>>

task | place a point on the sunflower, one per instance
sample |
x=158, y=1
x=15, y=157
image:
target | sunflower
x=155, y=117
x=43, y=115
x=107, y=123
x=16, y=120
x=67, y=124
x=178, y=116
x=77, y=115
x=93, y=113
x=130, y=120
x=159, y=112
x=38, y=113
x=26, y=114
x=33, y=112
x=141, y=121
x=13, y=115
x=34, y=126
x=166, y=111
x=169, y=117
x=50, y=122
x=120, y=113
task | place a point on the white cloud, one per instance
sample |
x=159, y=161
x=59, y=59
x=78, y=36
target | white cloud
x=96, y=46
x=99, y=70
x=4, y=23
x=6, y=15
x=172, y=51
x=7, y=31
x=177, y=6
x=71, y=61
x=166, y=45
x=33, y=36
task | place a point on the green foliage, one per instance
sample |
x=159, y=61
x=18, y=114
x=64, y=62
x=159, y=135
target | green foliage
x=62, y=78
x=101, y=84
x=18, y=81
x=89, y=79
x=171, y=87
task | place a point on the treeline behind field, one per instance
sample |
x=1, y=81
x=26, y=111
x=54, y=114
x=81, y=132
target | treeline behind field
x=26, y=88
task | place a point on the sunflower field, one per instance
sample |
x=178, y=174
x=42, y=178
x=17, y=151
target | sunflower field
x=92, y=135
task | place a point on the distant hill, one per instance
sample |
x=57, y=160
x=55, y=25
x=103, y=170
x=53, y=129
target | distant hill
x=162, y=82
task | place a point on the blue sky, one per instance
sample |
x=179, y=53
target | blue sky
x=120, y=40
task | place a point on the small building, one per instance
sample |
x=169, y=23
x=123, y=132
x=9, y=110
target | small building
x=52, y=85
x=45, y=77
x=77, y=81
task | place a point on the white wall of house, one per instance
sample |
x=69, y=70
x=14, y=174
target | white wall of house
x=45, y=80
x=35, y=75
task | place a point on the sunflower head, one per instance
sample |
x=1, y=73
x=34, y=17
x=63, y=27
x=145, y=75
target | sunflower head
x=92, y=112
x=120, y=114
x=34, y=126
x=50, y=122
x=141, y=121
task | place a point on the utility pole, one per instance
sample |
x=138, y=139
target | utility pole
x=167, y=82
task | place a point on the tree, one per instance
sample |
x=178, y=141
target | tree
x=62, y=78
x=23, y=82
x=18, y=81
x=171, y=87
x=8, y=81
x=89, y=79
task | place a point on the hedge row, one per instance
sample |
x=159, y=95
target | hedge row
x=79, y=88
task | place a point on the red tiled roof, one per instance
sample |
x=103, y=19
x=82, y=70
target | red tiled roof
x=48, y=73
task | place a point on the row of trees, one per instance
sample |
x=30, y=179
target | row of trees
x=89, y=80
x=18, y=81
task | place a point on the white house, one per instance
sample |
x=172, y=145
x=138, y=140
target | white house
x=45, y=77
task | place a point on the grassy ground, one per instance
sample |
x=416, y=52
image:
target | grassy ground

<<
>>

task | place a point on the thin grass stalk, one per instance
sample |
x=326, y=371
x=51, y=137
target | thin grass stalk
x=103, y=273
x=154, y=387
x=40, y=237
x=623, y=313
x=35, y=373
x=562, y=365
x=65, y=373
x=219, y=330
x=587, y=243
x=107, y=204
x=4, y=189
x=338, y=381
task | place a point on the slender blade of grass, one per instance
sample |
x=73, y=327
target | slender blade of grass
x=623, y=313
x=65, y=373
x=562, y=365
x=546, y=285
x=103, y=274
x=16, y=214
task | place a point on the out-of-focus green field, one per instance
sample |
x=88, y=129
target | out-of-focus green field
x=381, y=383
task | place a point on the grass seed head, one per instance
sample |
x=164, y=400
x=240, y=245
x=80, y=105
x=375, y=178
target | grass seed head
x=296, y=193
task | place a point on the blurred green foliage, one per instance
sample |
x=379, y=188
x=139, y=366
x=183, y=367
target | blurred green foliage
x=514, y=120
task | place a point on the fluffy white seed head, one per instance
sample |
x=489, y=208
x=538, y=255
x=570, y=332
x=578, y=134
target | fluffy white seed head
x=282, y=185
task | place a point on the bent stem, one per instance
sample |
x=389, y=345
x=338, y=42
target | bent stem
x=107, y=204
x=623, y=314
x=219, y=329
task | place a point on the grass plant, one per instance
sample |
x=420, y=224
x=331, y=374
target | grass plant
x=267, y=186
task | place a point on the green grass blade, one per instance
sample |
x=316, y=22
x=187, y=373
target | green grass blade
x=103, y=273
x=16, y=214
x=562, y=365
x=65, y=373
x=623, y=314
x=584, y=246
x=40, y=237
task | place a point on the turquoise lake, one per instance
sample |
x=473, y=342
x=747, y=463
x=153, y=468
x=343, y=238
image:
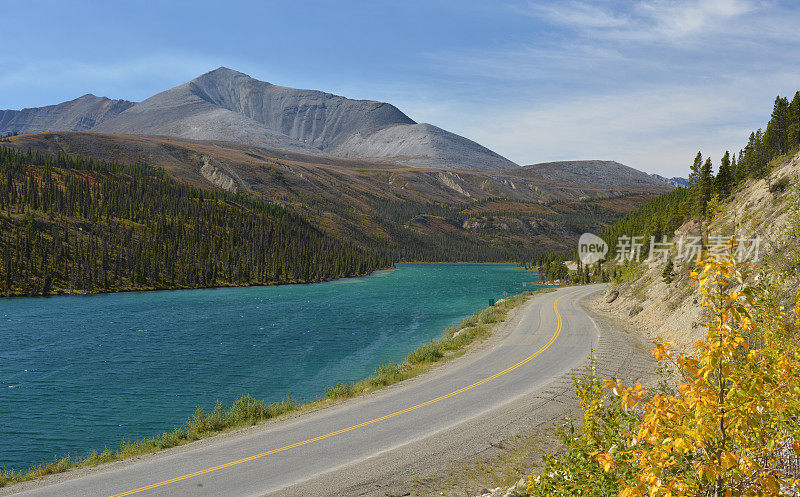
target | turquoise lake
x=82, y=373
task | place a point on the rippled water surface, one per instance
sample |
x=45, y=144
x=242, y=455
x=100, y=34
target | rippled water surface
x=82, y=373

<<
>>

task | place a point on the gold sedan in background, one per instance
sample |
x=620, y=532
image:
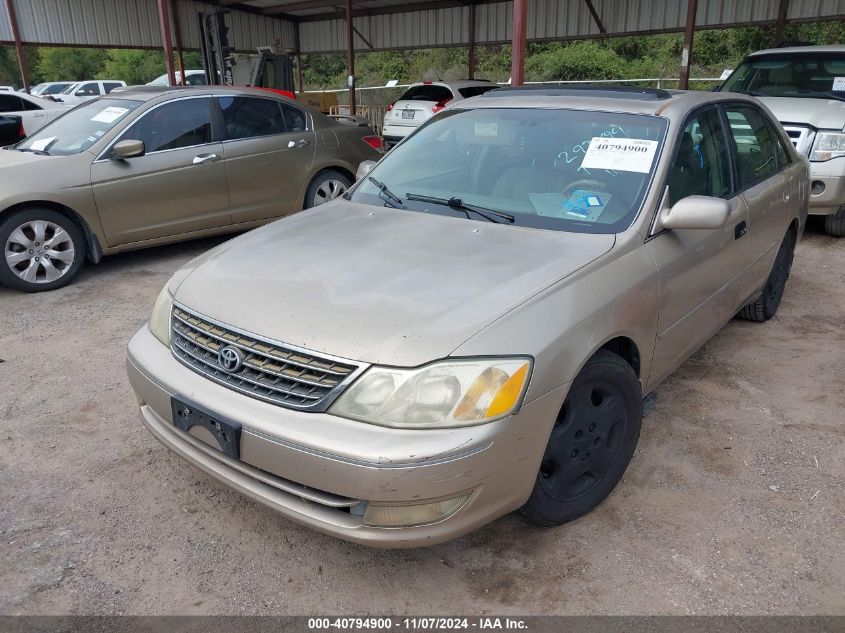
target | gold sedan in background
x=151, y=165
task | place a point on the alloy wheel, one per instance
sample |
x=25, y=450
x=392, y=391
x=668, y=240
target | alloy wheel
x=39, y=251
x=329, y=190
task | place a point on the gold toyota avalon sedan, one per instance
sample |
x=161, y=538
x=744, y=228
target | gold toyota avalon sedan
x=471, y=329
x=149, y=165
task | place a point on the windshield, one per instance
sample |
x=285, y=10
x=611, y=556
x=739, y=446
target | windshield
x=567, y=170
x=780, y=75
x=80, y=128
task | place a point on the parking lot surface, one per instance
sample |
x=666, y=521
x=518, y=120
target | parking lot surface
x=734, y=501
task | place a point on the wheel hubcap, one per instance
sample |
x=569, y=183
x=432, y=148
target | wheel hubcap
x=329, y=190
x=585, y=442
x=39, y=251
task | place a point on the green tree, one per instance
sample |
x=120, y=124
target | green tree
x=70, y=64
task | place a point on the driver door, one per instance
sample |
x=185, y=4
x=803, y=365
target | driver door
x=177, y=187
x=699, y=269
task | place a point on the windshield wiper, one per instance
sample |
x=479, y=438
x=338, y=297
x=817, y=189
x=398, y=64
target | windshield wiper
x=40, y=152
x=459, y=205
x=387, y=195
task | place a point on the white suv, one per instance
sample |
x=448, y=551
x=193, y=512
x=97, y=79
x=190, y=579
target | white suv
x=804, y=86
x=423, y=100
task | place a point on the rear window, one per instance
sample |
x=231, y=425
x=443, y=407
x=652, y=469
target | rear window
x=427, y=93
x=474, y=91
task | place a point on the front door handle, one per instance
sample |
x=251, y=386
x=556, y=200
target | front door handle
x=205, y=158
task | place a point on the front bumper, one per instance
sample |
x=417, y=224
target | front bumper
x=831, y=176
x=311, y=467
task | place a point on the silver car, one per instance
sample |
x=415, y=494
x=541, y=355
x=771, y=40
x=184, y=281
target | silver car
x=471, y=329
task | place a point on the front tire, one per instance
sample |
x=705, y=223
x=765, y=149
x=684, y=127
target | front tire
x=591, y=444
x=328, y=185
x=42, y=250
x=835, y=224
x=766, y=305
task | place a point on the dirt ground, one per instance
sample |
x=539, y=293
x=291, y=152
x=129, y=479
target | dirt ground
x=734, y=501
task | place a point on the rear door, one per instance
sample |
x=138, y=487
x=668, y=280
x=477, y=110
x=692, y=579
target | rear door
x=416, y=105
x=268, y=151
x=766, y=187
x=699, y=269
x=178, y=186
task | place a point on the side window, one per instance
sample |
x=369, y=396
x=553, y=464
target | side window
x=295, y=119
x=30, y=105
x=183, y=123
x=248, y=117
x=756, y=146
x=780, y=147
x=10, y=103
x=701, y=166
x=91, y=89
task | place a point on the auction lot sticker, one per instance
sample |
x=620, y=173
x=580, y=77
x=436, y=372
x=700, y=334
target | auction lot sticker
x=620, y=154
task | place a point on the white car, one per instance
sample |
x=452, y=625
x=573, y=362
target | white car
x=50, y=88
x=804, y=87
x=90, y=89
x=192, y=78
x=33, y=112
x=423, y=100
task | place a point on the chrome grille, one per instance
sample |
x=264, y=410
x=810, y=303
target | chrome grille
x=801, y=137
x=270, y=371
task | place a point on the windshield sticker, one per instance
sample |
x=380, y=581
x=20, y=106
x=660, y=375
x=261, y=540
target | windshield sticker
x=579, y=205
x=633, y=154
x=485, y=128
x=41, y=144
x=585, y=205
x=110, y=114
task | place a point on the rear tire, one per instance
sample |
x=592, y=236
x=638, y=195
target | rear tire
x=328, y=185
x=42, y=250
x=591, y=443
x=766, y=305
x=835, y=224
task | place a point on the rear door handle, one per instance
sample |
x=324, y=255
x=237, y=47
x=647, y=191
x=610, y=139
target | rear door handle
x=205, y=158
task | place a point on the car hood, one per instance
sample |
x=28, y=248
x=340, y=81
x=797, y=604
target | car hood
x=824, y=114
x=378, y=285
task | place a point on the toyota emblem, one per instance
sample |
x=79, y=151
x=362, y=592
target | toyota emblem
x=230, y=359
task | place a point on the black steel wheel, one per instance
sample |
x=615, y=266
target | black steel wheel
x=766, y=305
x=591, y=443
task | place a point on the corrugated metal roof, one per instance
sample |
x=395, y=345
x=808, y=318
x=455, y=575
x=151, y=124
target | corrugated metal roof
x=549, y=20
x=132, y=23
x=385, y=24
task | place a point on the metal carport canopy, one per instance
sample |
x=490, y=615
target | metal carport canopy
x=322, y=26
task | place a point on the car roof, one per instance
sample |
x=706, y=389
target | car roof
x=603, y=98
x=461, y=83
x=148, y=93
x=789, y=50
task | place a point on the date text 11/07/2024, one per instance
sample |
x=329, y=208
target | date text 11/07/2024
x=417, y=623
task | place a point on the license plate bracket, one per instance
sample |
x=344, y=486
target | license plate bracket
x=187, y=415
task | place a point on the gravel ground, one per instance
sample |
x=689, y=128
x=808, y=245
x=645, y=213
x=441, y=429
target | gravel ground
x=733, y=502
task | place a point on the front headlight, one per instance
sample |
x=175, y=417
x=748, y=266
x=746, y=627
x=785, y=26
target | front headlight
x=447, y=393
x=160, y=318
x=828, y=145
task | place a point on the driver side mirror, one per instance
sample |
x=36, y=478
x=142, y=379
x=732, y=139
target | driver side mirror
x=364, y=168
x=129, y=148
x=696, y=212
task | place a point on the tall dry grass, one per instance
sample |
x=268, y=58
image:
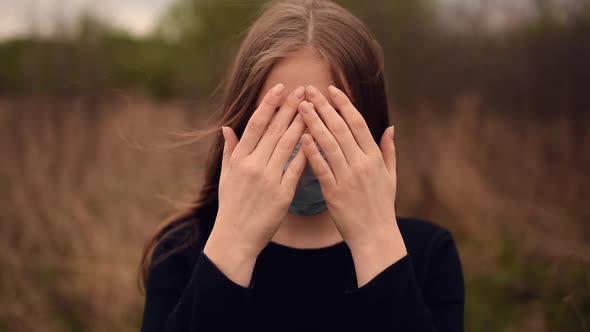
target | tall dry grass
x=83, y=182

<<

The problem:
Could you rewrite the listing from the line with "task | place a point on the out-of-focus" to the line with "x=514, y=120", both included, keeping every line and offsetting only the answer coordinates by -68, both x and y?

Task result:
task | place a point on the out-of-focus green field, one per instance
sample |
x=88, y=129
target | out-of-focus green field
x=313, y=315
task | place a point on the grass seed head, one per instance
sample |
x=164, y=400
x=240, y=245
x=80, y=105
x=375, y=178
target | grass seed head
x=228, y=125
task | place a point on the blurred green foliage, one per instance
sample |
x=379, y=188
x=139, y=366
x=183, y=367
target | blurred green foliage
x=446, y=52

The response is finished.